Source data
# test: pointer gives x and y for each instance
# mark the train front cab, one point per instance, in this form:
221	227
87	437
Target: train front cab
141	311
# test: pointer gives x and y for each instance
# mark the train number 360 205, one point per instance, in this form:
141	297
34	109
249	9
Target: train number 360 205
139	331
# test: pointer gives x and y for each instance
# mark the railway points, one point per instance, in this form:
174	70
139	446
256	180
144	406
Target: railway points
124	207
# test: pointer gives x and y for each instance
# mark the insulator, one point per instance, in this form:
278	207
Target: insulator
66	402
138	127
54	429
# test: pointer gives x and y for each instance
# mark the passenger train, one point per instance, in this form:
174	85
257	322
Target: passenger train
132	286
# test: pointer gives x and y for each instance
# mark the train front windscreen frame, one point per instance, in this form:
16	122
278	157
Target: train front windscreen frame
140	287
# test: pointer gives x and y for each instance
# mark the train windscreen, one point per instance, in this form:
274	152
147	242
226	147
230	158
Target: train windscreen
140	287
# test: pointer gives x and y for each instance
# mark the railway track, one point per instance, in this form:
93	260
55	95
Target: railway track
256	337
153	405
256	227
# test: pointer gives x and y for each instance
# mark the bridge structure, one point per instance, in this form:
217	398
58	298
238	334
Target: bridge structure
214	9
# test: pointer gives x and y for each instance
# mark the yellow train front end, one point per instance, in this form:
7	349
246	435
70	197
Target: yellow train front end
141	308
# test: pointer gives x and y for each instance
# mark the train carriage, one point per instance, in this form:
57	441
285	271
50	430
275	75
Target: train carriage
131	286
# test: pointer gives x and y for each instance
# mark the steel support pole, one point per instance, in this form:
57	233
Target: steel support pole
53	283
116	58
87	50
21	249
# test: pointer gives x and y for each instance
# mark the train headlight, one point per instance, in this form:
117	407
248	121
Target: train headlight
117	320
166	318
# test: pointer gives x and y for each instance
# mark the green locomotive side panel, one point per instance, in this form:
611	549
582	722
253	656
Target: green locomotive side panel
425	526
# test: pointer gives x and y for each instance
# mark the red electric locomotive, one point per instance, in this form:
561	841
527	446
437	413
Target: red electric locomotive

■ **What you need to do**: Report every line above that contains the string "structure", copying each one in full.

■ **Response to the exercise**:
# mark the bridge structure, one point per instance, in this form:
Target: bridge structure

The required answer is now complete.